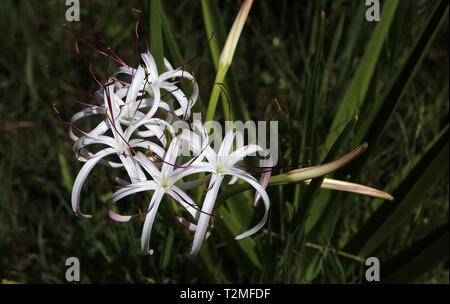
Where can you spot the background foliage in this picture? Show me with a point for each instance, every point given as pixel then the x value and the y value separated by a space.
pixel 322 61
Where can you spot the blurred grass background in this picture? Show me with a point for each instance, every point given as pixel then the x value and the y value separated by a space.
pixel 274 58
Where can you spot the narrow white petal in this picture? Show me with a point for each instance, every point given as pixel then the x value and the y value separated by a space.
pixel 184 200
pixel 149 220
pixel 203 222
pixel 81 177
pixel 251 180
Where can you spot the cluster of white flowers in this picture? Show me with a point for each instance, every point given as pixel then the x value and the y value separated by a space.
pixel 130 126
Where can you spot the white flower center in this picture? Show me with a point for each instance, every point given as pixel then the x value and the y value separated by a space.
pixel 221 166
pixel 164 183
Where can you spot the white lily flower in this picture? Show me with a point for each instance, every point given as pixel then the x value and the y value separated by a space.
pixel 121 144
pixel 219 165
pixel 152 82
pixel 126 112
pixel 163 182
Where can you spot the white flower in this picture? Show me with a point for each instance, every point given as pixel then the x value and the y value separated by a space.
pixel 163 182
pixel 152 83
pixel 119 144
pixel 219 165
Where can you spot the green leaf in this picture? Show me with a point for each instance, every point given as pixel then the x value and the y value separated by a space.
pixel 389 217
pixel 156 43
pixel 371 128
pixel 409 265
pixel 357 89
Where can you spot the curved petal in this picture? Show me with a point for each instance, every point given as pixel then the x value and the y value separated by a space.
pixel 81 177
pixel 208 205
pixel 227 144
pixel 184 200
pixel 128 190
pixel 249 179
pixel 148 165
pixel 149 219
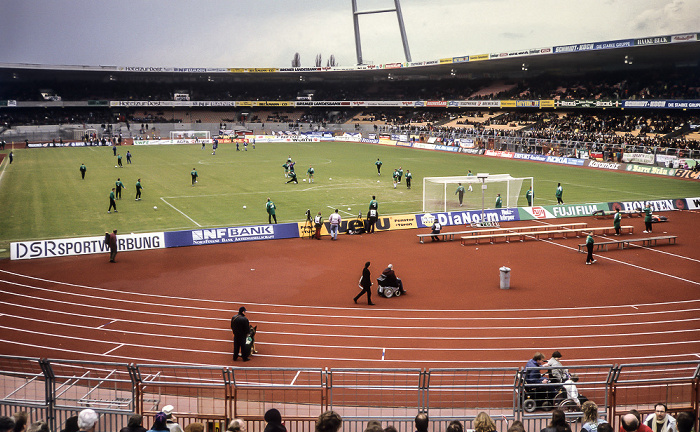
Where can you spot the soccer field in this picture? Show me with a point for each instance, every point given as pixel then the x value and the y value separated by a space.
pixel 43 196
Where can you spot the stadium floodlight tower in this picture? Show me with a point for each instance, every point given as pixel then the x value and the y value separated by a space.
pixel 482 178
pixel 402 29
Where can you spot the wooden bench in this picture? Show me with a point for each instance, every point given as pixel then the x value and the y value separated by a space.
pixel 451 234
pixel 627 243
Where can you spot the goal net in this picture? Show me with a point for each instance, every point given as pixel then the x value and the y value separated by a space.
pixel 190 135
pixel 440 193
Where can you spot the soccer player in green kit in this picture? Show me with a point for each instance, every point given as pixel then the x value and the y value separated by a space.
pixel 119 185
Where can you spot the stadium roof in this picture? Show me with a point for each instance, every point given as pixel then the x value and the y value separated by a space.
pixel 633 54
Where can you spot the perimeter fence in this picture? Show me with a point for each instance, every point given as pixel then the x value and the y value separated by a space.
pixel 53 390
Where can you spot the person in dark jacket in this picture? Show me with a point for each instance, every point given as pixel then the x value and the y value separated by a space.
pixel 274 421
pixel 365 284
pixel 240 327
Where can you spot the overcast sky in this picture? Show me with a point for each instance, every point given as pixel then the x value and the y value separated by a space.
pixel 267 33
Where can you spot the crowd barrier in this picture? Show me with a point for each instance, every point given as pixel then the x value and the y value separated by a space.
pixel 53 390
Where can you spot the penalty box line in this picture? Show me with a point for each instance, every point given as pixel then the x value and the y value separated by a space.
pixel 181 212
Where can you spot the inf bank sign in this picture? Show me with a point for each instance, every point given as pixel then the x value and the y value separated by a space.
pixel 207 236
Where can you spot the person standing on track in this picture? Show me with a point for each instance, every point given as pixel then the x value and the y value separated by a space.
pixel 138 190
pixel 112 203
pixel 647 218
pixel 559 194
pixel 616 221
pixel 334 220
pixel 589 247
pixel 460 193
pixel 240 326
pixel 270 206
pixel 366 285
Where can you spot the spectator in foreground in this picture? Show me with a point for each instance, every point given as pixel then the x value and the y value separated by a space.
pixel 170 419
pixel 660 420
pixel 39 426
pixel 516 426
pixel 7 424
pixel 484 423
pixel 590 417
pixel 274 421
pixel 455 426
pixel 135 424
pixel 421 422
pixel 557 423
pixel 374 426
pixel 195 427
pixel 160 423
pixel 329 421
pixel 71 425
pixel 633 422
pixel 236 425
pixel 87 419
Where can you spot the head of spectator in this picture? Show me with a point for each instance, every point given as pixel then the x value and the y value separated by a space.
pixel 590 412
pixel 483 423
pixel 629 422
pixel 87 419
pixel 374 426
pixel 558 421
pixel 660 409
pixel 21 420
pixel 236 425
pixel 685 421
pixel 40 426
pixel 160 422
pixel 7 424
pixel 71 424
pixel 274 421
pixel 421 421
pixel 194 427
pixel 455 426
pixel 516 426
pixel 329 421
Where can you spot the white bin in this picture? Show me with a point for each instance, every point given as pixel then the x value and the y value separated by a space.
pixel 505 277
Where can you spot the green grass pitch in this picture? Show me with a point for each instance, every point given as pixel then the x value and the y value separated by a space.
pixel 42 195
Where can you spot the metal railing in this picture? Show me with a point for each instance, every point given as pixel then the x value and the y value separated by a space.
pixel 53 390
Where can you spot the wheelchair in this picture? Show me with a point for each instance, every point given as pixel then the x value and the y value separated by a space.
pixel 386 290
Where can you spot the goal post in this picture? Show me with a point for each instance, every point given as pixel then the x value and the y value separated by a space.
pixel 440 193
pixel 190 135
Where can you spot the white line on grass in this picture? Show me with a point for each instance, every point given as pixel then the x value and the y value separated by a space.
pixel 179 211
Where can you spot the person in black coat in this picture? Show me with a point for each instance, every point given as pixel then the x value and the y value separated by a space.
pixel 240 327
pixel 365 284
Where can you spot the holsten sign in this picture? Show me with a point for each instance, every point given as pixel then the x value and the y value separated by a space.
pixel 84 246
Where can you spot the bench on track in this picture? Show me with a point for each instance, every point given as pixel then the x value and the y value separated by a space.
pixel 627 243
pixel 451 234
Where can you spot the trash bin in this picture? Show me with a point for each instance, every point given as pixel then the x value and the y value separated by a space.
pixel 505 277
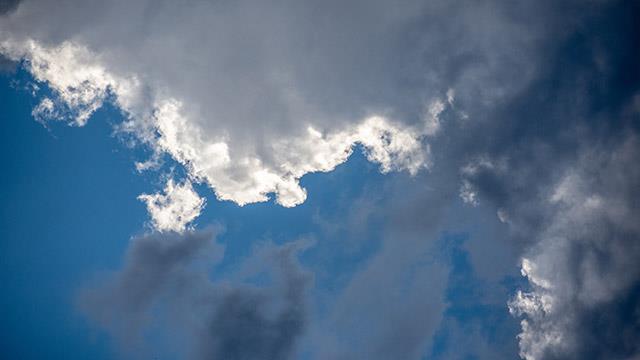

* * *

◆ Exercise goal ◆
List every line of the data above that contains the string "grass". Case counts.

◆ Output below ◆
Where can you spot the blurred grass background in this picture? Show me with a point for each instance, every point given as pixel then the x value and the y value separated by a space.
Where can you spot the green grass pitch in this picture? Show me with a point for each instance, every point given as pixel then the x value and the y value separated by a space.
Where can you spot the white line on grass in this picture? Show me with a point for each instance, every point given as pixel then the x value and the y value separated by a space.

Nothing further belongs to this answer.